| EXCERPTED RECORDS |

Begin

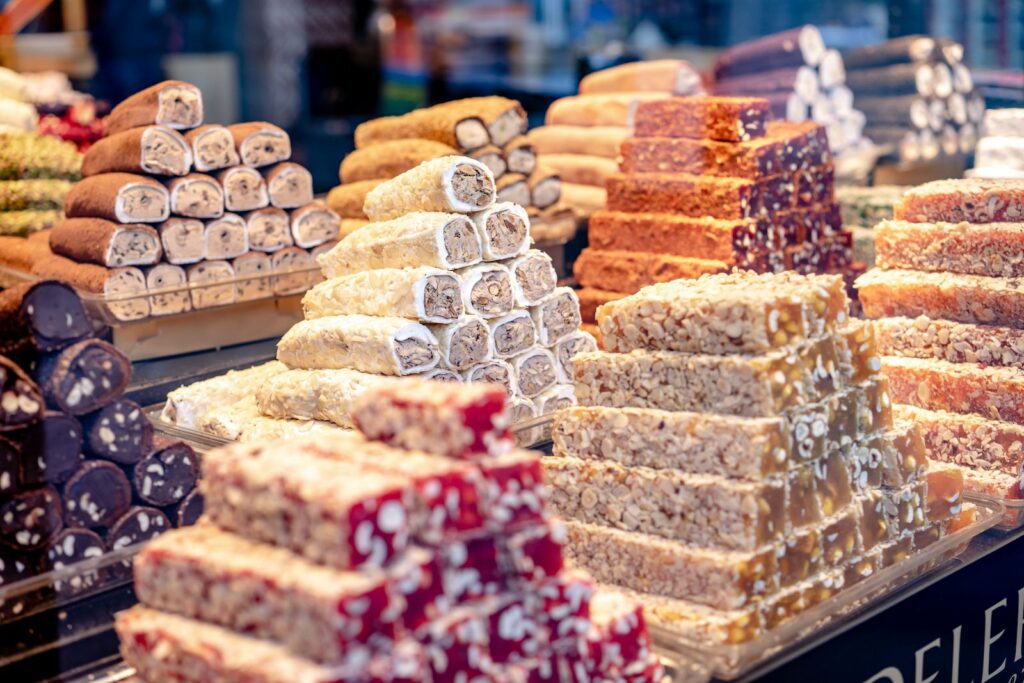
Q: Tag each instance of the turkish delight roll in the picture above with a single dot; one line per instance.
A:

End
Begin

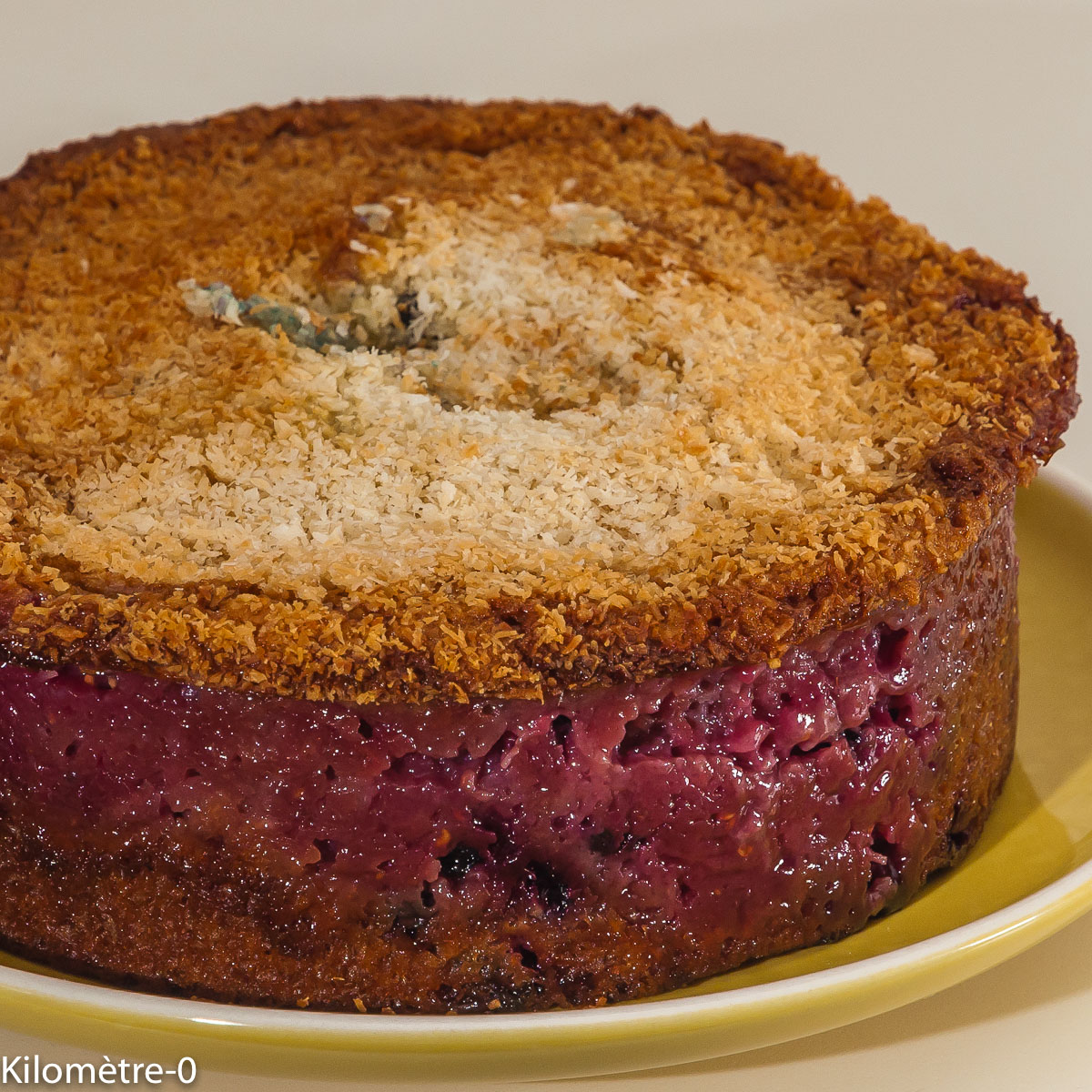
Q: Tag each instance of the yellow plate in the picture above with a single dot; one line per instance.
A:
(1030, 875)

End

State how many lines in the listing contain the string "above", and reply with only the number. Case counts.

2